== EXERCISE AIM ==
Look over the entries that follow. Report how many lines contain "blue", with nothing else.

Start of RECORDS SUPPLIED

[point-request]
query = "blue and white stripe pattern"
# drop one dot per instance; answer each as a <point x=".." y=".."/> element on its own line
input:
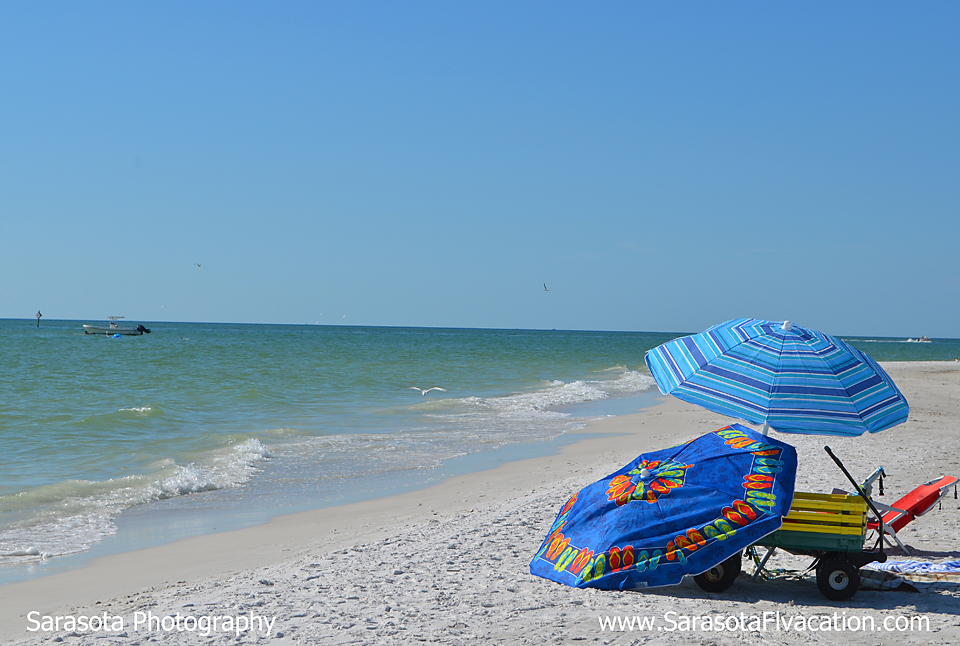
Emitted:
<point x="794" y="379"/>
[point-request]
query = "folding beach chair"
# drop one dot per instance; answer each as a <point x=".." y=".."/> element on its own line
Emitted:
<point x="913" y="505"/>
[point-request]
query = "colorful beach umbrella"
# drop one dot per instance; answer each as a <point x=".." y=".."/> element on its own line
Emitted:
<point x="669" y="513"/>
<point x="788" y="377"/>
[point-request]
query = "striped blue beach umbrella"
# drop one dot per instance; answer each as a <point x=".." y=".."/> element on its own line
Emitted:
<point x="784" y="376"/>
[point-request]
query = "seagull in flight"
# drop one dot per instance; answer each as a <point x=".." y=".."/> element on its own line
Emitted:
<point x="424" y="392"/>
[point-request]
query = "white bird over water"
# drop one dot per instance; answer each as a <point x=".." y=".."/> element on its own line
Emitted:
<point x="424" y="392"/>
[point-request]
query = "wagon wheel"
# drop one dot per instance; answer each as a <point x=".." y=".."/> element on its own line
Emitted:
<point x="838" y="579"/>
<point x="720" y="576"/>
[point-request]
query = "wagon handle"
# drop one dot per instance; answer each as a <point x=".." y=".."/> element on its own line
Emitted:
<point x="859" y="491"/>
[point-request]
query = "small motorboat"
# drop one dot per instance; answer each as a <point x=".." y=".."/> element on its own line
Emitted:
<point x="114" y="329"/>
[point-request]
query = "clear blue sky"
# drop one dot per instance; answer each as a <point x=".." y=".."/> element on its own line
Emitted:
<point x="660" y="166"/>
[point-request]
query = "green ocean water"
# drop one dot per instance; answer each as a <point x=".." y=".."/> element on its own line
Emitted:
<point x="225" y="419"/>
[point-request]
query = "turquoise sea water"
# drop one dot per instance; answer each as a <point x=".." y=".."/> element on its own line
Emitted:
<point x="215" y="420"/>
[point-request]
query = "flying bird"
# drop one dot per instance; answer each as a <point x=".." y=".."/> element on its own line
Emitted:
<point x="424" y="392"/>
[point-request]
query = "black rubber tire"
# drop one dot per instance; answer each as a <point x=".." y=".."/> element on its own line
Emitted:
<point x="838" y="579"/>
<point x="720" y="576"/>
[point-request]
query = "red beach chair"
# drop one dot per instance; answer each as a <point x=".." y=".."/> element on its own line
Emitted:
<point x="913" y="505"/>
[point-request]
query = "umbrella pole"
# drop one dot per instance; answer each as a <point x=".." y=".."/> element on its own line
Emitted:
<point x="859" y="491"/>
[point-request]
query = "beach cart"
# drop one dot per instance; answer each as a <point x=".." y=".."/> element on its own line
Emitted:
<point x="829" y="527"/>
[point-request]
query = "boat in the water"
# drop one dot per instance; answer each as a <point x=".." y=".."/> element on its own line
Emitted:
<point x="114" y="329"/>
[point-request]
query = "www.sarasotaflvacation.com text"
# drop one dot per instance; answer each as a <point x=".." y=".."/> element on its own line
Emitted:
<point x="770" y="621"/>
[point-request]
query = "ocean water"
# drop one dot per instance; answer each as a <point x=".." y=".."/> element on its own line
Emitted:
<point x="218" y="421"/>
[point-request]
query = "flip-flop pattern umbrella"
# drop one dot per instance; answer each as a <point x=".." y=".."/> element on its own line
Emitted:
<point x="669" y="513"/>
<point x="790" y="378"/>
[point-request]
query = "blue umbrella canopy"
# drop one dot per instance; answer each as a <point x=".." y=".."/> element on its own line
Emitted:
<point x="669" y="513"/>
<point x="791" y="378"/>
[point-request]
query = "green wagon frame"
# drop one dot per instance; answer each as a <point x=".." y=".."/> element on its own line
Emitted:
<point x="829" y="527"/>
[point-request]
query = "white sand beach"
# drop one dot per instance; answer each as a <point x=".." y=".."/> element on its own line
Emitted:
<point x="449" y="564"/>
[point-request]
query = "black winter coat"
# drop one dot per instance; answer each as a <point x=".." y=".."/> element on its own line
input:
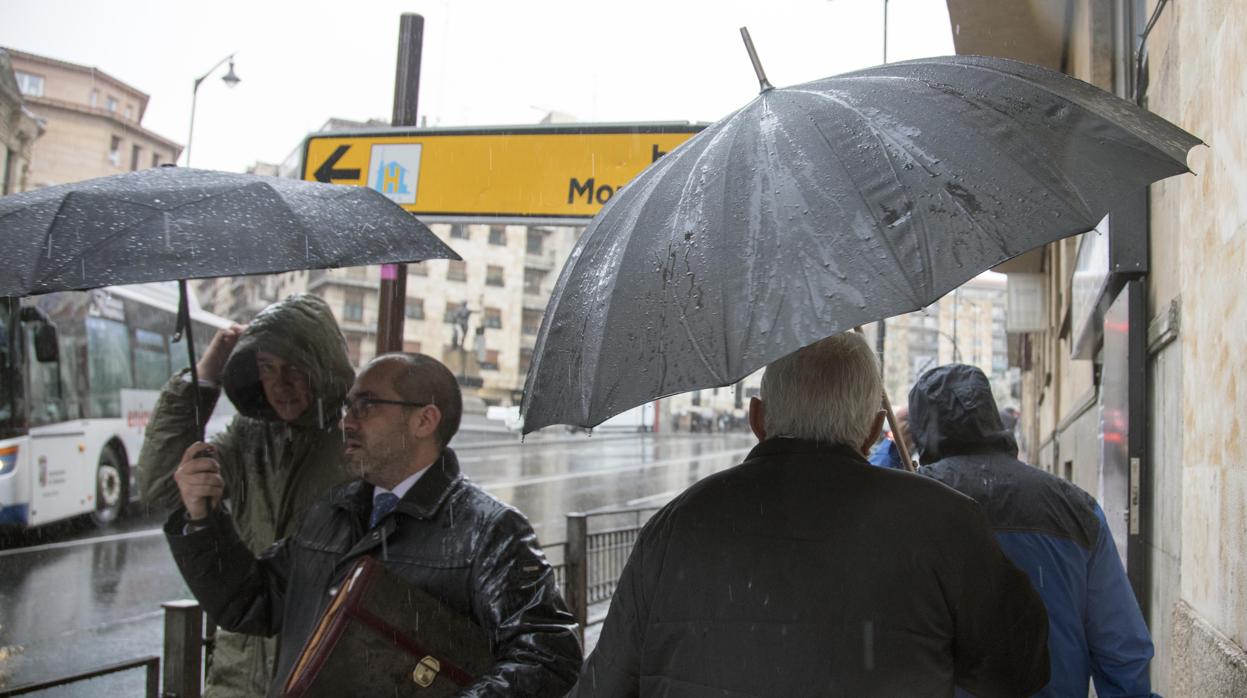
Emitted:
<point x="447" y="536"/>
<point x="806" y="571"/>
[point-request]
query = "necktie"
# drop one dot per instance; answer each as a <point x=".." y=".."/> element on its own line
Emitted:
<point x="383" y="504"/>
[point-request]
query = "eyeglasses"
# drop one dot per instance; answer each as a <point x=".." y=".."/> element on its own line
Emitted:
<point x="359" y="408"/>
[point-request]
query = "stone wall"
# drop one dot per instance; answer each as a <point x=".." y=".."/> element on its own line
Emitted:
<point x="1198" y="80"/>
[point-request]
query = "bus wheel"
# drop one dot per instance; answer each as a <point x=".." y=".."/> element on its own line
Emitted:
<point x="110" y="489"/>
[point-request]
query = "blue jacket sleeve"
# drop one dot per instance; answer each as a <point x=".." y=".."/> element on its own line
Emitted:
<point x="1117" y="637"/>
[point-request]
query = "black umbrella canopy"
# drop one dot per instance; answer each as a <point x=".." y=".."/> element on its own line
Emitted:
<point x="176" y="223"/>
<point x="824" y="206"/>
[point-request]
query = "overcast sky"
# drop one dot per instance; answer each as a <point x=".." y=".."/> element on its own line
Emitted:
<point x="485" y="61"/>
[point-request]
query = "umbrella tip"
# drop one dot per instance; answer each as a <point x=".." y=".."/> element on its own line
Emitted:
<point x="757" y="65"/>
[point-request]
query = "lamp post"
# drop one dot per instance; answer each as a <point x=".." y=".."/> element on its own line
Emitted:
<point x="230" y="79"/>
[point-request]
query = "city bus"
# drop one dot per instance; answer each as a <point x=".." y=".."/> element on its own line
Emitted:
<point x="79" y="378"/>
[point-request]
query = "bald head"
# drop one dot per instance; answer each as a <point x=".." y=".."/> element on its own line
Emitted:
<point x="420" y="378"/>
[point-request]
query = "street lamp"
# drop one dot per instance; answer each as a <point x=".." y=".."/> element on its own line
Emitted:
<point x="230" y="79"/>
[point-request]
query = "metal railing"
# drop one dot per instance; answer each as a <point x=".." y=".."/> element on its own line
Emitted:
<point x="586" y="566"/>
<point x="597" y="547"/>
<point x="150" y="663"/>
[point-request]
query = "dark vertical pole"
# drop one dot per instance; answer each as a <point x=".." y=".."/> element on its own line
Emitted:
<point x="392" y="301"/>
<point x="885" y="31"/>
<point x="183" y="648"/>
<point x="576" y="570"/>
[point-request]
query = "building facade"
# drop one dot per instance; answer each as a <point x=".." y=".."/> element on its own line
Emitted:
<point x="92" y="122"/>
<point x="967" y="325"/>
<point x="1132" y="378"/>
<point x="19" y="129"/>
<point x="480" y="317"/>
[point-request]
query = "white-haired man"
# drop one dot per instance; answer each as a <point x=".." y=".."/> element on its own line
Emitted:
<point x="806" y="571"/>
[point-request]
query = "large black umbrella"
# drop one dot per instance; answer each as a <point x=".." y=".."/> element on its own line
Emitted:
<point x="177" y="223"/>
<point x="824" y="206"/>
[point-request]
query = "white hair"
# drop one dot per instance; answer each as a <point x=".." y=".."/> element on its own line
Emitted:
<point x="828" y="392"/>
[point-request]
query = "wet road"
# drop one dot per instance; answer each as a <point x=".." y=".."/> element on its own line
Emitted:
<point x="74" y="598"/>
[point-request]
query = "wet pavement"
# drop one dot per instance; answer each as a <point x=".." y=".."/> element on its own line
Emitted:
<point x="74" y="598"/>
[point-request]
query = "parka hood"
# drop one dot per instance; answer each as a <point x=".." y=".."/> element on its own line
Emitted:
<point x="952" y="413"/>
<point x="302" y="330"/>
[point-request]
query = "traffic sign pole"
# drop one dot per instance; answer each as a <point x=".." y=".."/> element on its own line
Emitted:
<point x="392" y="298"/>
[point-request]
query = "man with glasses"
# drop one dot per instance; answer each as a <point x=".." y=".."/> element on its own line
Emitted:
<point x="413" y="511"/>
<point x="287" y="373"/>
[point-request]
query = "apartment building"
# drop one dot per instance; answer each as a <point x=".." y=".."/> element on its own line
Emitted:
<point x="19" y="129"/>
<point x="92" y="122"/>
<point x="967" y="325"/>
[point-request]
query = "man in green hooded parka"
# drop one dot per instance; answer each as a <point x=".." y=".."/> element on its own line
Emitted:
<point x="287" y="373"/>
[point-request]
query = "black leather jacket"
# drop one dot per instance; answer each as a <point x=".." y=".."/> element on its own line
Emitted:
<point x="447" y="536"/>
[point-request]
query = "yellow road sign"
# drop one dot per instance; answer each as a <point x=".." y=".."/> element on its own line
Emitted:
<point x="521" y="172"/>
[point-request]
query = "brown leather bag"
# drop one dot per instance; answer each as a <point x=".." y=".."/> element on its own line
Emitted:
<point x="384" y="637"/>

End of RECORDS SUPPLIED

== RESPONSE AREA ==
5